> _WORK TO COMPLETE_: Gather every line in the items below that contains the word "negative". Only matches with the same capitalization count.

(Dataset entries)
* * * * *

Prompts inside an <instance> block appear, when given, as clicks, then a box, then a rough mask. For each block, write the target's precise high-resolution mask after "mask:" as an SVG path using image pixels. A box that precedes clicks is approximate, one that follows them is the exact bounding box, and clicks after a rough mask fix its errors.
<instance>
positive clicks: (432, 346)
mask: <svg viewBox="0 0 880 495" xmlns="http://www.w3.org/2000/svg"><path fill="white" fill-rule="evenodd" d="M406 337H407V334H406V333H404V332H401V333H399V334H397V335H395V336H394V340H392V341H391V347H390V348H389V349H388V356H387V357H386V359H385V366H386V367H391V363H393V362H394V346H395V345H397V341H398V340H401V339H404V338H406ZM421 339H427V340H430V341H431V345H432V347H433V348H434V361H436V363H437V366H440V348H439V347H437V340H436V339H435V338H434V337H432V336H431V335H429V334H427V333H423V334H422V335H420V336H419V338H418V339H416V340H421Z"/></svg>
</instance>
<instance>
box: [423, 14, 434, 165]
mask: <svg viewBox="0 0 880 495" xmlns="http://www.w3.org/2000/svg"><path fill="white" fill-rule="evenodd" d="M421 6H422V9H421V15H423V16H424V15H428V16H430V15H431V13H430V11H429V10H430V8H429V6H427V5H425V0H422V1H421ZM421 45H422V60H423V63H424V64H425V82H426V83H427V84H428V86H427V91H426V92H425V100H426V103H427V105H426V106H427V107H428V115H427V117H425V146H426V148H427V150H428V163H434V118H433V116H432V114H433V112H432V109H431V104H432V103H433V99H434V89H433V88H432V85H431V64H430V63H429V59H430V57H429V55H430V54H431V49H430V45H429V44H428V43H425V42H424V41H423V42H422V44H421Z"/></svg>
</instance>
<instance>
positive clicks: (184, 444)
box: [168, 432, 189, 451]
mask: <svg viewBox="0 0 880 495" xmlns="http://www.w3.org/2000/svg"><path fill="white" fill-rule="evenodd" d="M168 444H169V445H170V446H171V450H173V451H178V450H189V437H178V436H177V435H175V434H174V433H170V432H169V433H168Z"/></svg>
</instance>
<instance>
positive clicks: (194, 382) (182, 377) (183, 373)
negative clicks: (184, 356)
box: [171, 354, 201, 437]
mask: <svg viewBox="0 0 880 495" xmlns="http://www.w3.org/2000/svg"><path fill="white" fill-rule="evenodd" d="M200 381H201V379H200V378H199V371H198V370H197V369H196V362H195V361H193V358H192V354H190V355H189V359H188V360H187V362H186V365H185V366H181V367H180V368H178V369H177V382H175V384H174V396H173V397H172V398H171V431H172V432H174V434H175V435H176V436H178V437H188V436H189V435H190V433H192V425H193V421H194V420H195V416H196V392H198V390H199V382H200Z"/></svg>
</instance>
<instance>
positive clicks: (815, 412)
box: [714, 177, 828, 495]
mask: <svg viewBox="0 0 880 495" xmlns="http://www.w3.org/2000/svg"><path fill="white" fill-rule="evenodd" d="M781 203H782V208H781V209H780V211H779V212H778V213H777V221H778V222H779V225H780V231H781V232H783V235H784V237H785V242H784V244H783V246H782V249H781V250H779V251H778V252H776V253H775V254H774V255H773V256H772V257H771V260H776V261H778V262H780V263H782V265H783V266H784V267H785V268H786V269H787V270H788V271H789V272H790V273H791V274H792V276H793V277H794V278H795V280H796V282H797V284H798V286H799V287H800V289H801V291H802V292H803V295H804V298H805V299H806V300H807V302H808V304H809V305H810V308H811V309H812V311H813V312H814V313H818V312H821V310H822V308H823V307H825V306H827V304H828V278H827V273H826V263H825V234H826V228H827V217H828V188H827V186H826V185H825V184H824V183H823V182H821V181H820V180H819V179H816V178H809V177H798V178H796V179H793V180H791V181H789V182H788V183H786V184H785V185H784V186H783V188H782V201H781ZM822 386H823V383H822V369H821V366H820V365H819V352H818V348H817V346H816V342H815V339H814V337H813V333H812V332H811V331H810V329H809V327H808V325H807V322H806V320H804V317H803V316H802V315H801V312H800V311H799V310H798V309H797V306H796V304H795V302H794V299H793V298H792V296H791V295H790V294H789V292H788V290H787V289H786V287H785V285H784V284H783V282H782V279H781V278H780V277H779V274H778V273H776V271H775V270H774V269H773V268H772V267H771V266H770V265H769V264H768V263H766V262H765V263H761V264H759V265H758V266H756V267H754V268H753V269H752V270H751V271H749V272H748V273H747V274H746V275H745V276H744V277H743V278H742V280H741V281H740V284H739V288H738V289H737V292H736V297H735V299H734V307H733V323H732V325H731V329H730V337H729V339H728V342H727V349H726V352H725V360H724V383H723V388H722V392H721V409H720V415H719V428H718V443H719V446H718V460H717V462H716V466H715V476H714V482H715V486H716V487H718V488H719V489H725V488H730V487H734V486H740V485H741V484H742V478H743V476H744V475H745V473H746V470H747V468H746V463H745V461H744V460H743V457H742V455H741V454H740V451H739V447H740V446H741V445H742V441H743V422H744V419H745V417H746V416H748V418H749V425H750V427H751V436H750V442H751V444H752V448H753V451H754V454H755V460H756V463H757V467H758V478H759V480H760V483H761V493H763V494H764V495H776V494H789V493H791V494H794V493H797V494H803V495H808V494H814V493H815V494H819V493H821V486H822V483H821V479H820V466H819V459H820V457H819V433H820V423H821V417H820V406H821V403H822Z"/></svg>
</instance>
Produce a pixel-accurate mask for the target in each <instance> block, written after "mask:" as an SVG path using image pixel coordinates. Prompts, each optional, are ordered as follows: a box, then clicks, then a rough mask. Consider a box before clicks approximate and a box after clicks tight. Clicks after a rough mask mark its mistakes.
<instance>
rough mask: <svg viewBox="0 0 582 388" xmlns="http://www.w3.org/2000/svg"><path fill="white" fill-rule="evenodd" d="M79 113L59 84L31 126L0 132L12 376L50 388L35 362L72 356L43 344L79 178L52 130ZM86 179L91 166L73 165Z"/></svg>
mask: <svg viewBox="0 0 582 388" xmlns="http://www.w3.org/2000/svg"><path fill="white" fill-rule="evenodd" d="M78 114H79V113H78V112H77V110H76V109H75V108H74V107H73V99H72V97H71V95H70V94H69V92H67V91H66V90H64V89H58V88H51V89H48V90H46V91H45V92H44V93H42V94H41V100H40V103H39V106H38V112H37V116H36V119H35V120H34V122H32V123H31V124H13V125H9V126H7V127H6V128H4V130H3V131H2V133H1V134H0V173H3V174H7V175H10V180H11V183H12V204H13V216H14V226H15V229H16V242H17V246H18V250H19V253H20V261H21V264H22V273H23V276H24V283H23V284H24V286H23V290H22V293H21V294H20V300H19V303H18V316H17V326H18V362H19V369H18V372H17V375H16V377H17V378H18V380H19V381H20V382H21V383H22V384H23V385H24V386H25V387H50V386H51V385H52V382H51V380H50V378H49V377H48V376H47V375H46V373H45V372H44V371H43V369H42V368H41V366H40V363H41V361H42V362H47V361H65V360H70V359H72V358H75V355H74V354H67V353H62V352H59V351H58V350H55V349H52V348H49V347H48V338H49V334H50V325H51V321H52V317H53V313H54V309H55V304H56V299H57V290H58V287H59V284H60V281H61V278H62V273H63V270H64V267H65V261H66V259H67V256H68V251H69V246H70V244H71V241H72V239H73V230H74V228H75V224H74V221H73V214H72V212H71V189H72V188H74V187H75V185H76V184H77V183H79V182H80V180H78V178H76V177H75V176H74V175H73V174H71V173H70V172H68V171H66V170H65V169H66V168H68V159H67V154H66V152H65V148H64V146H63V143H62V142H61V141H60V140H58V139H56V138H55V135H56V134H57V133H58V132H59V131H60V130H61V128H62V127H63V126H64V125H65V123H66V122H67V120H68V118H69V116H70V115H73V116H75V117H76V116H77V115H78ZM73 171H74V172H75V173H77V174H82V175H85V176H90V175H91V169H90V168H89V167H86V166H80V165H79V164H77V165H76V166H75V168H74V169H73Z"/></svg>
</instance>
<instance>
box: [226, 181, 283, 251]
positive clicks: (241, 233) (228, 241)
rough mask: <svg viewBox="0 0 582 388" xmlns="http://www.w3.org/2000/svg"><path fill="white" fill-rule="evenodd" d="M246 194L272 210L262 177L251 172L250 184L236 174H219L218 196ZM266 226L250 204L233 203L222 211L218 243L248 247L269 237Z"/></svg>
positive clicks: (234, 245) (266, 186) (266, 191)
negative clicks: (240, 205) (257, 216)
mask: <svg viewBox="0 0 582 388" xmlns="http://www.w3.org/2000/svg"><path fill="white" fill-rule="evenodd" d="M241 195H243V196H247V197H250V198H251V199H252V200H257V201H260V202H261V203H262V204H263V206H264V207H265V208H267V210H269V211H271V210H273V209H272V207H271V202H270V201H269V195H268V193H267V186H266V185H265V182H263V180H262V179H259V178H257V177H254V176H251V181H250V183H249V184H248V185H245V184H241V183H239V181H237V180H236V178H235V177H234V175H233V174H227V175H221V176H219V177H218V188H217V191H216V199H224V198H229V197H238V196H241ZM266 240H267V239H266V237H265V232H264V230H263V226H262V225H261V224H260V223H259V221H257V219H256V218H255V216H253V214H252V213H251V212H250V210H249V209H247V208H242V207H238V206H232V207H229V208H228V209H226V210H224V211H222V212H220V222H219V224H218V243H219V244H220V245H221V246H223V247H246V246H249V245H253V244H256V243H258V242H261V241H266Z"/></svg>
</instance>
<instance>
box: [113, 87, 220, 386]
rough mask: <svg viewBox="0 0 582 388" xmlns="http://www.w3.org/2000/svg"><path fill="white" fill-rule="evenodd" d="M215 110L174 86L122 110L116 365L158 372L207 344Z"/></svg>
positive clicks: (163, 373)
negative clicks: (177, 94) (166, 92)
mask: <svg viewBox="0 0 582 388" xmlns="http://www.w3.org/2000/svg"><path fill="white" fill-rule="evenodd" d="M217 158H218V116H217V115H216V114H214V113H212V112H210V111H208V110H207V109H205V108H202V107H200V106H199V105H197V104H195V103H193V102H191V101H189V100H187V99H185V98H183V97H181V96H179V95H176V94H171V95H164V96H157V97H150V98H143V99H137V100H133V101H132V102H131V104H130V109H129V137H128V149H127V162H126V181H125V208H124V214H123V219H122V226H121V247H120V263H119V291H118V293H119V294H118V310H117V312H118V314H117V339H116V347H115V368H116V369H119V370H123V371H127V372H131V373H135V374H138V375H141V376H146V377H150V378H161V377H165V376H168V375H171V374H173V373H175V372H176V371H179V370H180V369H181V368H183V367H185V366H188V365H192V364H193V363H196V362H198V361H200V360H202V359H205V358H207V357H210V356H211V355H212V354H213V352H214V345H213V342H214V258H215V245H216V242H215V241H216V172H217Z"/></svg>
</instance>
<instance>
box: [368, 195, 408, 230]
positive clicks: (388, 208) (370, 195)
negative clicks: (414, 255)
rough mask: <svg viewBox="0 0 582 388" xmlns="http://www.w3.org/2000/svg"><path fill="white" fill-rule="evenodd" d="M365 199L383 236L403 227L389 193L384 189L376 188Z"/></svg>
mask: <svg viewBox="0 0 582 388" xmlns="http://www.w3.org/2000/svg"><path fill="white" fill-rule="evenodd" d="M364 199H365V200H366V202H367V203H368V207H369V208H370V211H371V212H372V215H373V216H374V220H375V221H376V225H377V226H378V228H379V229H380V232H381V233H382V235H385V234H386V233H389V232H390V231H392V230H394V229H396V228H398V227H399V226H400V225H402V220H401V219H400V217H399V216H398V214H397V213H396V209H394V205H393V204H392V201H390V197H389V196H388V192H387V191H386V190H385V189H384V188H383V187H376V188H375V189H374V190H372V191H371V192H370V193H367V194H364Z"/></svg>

* * * * *

> _RESPONSE_:
negative clicks: (184, 356)
negative clicks: (240, 205) (257, 216)
negative clicks: (177, 94) (166, 92)
negative clicks: (414, 255)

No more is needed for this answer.